**What the task asks:** Extract the complete listing and repeat it word for word.

-- START OF Records provided --

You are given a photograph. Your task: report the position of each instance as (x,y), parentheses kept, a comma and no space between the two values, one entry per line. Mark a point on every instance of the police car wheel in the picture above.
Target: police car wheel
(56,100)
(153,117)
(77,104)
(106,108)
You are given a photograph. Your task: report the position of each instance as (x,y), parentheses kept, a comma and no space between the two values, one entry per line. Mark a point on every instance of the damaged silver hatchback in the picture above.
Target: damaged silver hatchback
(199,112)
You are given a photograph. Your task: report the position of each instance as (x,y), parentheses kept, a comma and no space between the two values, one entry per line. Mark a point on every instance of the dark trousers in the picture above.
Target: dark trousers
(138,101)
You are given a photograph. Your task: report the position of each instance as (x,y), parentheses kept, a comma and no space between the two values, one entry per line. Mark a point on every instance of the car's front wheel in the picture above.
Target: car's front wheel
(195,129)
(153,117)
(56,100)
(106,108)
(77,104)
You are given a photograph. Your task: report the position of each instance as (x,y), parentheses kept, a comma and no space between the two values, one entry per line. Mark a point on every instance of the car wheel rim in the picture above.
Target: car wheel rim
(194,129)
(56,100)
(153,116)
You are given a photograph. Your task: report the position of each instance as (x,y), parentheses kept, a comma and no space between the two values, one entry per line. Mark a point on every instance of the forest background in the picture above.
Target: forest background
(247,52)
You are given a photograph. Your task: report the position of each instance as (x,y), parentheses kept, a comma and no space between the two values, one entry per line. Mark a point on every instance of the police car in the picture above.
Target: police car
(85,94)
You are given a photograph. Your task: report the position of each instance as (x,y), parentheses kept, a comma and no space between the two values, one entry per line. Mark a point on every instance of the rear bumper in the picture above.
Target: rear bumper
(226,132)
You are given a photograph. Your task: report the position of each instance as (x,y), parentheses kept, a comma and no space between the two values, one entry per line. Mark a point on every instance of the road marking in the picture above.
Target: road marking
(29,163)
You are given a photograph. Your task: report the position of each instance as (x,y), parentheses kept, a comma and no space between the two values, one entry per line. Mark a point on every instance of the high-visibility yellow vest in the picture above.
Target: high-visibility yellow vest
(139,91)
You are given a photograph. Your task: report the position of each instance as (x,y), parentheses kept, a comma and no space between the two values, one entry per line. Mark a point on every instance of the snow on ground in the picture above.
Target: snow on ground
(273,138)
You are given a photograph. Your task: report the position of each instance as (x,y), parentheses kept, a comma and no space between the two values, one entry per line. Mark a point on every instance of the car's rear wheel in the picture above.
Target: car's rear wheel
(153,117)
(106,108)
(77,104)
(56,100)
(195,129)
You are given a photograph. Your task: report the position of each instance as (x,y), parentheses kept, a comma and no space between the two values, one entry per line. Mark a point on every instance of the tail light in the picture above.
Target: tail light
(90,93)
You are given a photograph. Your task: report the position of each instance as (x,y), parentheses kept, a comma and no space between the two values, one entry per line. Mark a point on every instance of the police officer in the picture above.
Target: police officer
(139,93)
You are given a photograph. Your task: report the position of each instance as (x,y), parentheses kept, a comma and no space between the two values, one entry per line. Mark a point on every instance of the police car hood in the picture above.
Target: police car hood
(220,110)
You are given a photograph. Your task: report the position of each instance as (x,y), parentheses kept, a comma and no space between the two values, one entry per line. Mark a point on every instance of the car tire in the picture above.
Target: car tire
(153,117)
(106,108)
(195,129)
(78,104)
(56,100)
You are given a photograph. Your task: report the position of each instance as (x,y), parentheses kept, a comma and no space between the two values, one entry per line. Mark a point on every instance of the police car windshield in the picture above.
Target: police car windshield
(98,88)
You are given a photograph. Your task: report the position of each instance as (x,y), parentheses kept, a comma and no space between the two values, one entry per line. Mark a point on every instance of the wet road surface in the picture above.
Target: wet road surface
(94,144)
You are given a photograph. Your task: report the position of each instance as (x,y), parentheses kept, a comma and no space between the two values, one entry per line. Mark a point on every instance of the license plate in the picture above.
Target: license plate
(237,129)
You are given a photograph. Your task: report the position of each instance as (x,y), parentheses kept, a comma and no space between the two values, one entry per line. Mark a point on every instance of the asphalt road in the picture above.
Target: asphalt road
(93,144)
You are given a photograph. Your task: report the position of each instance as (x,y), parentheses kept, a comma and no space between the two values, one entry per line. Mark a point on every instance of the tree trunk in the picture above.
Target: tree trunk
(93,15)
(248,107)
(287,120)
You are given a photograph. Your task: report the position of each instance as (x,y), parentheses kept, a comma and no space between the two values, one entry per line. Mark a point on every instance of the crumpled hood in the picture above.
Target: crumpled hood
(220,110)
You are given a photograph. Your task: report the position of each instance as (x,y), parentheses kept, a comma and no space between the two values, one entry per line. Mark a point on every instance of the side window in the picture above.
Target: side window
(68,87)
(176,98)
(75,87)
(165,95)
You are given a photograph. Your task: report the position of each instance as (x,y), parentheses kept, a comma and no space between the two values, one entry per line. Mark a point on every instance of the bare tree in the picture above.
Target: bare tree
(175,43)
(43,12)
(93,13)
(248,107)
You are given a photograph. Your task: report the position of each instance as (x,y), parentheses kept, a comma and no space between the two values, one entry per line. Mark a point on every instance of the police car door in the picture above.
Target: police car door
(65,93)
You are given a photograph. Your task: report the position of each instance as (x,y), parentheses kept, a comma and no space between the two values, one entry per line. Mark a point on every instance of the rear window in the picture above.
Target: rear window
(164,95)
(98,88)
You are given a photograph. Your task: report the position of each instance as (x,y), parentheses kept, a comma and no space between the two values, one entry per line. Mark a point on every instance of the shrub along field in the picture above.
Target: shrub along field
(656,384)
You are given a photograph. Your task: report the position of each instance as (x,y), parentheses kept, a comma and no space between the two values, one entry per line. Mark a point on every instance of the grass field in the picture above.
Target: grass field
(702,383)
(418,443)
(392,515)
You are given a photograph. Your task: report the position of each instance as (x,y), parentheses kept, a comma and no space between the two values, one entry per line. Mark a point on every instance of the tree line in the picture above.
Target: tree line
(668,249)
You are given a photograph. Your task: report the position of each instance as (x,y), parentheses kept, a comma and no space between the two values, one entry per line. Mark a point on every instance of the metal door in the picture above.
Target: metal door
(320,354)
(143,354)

-- END OF Records provided --

**Task answer:**
You are given a photograph. Your task: report the position of each instance as (x,y), parentheses kept, a comma and no space between the two values, one entry per line. Mark a point on every instance of the police car wheel in the picture above.
Target: police car wheel
(56,100)
(153,117)
(77,104)
(106,108)
You are given a photograph. Your task: report the position of each instance as (x,y), parentheses kept, a comma and no space between the two values, one entry per line. Mark a point on every instance of the damaged silver hatchback in the picture above.
Target: damaged silver hatchback
(199,112)
You are given a photograph. Your task: report the position of each instance as (x,y), parentheses kept, a comma and no space between the two values, one entry per line. Mark a point on every instance of the dark trousers in the picture above.
Target: dark trousers
(138,101)
You are given a photograph. Your task: report the position of each instance as (x,y), parentheses kept, a comma and no space between the two values, one entry per line. Mark a point on every instance of the car's front wheel in the picture above.
Target: car's front wheel
(195,129)
(153,117)
(56,100)
(106,108)
(77,104)
You are given a photograph. Your task: report the position of each instance as (x,y), parentheses kept, a comma and no space between the two values, one entry per line. Mark a point on every instance of the car wheel rim in the picture above.
Target: car wheel rim
(194,129)
(56,100)
(153,116)
You are given a photograph. Your task: report the position of each instance as (x,y), parentheses kept, a comma and no space between the two values, one entry per line. Mark a point on every instance of the forest background in the picture above.
Target: forest background
(247,52)
You are given a photograph. Your task: report the position of each instance as (x,y), parentheses kept, a comma and no space between the two values, one entry per line. Mark a point on every instance of the police car in the picture above.
Target: police car
(85,94)
You are given a photograph. Your task: report the position of each instance as (x,y), parentheses kept, a comma and no space between the two values, one entry per line. Mark a point on every instance of the rear bumper in the picture above.
Target: rear bumper
(226,132)
You are given a photograph. Your task: report the position of each instance as (x,y), parentheses kept, a comma and no space between the two values, one entry per line. Mark a point on every instance of the road marking in the picture above.
Target: road marking
(29,163)
You are given a photograph. Your task: report the position of each instance as (x,y), parentheses kept, a comma and no space between the two values, one entry per line. Mark a point on every instance of the high-visibility yellow vest in the picture above.
Target: high-visibility yellow vest
(139,91)
You are given a photograph. Your task: report the position of each instance as (x,y), parentheses kept, a comma and no space between the two values, one entry per line. Mark a point on every instance of the snow on ground in the picture above.
Target: snow on ground
(273,138)
You are given a photograph. Your task: report the position of each instance as (x,y), parentheses kept, a comma and no space between the two values, one entry per line. Mark a point on every instance of the car's rear wheel in the picture above.
Target: car's rear wheel
(153,117)
(106,108)
(77,104)
(56,100)
(195,129)
You are given a photograph. Your task: report the position of each instance as (x,y), parentheses kept, a comma and no space between the two values, one entry per line. Mark a point on every instance of the tail light in the picture above.
Target: tail light
(90,93)
You are given a photograph. Your task: report the position of each instance as (x,y), parentheses kept, a comma and no space between the two values, one entry per line. Mark a point on every instance of the police officer in the picture above.
Target: police officer
(139,93)
You are given a photograph. Your task: report the position of each instance as (x,y), parentheses kept, a comma and no space between the two values, one entry per line. Mark a point on every instance of the police car hood in the picture above.
Target: police car hood
(220,110)
You are given a photograph. Your task: report the position of each instance as (x,y), parentheses kept, a comma and no space between the two values, one entry per line. Mark a point on every instance of the car tire in the picture above.
Target: car tire
(153,117)
(106,108)
(195,129)
(78,104)
(56,100)
You are given a photograph. Your task: report the position of each instance as (x,y), parentheses kept, a comma and no space between the two values, one entry per line. Mark a point on every instance of the police car windshield in the picture above.
Target: police car windshield
(98,88)
You are given a photograph. Your task: report the position of each instance as (x,y), parentheses kept, a comma and no space between the two values, one entry per line. Mark a point on every instance of the wet road surface in the picture above.
Target: wet road surface
(94,144)
You are given a photograph. Your task: report the position of each instance as (x,y), parentheses kept, a comma and no space between the two values, one entry per line. Mark a point on every instance of the license plate in the picture above.
Target: license plate
(237,129)
You are given a photograph. Your task: report the position of each instance as (x,y), parentheses kept, a comma and no space between the two values, one entry per line. Mark a point on every instance of the asphalt road in the picture above.
Target: asphalt road
(93,144)
You are given a photograph. Your task: report the position of each instance as (x,y), parentheses kept, a comma and no space between the two values, one entry per line. Mark a point on every instance of the tree trunk in the picture above.
Target: tree trunk
(93,15)
(248,107)
(287,120)
You are given a photograph. Your task: report the position of each instance as (x,y), parentheses kept, a comma and no space between the two values, one entry per line. Mark a point on every instance of the crumpled hood in the picture above.
Target: crumpled hood
(220,110)
You are given a photograph. Your task: report the position of each instance as (x,y), parentheses kept, a comma and no space between the two values, one entry per line. Mark a point on every instance of the side window in the picture above.
Target: side window
(68,87)
(176,98)
(75,87)
(165,95)
You are given a photograph. Your task: report the position of each instance as (x,y), parentheses kept, a comma and no space between the two values, one entry per line. Mark a point on every instance of the bare tree in the picture above.
Target: bare tree
(175,43)
(43,12)
(93,13)
(248,107)
You are given a photograph. Your task: report the position of each instance as (x,y), parentheses kept, a comma and no space between the two values, one entry per line. Mark a point on every instance of the police car door in the picture above.
Target: police car door
(65,93)
You are given a photograph. Your task: report the position of each instance as (x,y), parentheses kept, a comma and no space between the two values, one entry per line. Mark a point on every instance of the rear window in the picture above.
Target: rear window
(164,95)
(98,88)
You are given a photograph. Your task: report the position of each instance as (x,y), parentheses kept, a comma and no space between the two values, one entry per line. Mark a point on every instance of the shrub along field in the picture above.
Target: shrub along field
(656,384)
You are given a photograph. Your task: report the position of each instance as (x,y), parentheses kept, a comma and no space between the two values, one entry per line. Mark a point on every instance of the grass field in the picture above.
Target: grass field
(702,383)
(418,443)
(392,515)
You are given a photograph. Your task: report the position of each instance as (x,y), parentheses kept, a comma and no space between the two values, one entry per line. Mark a point on every instance of the tree line in the picture above.
Target: tree line
(668,249)
You are given a photograph. Your task: report the position of each instance as (x,y), parentheses kept, a comma and no space between the two values, one entry per line. Mark a point on every instance of the metal door in the picture above.
Target: metal door
(320,354)
(143,354)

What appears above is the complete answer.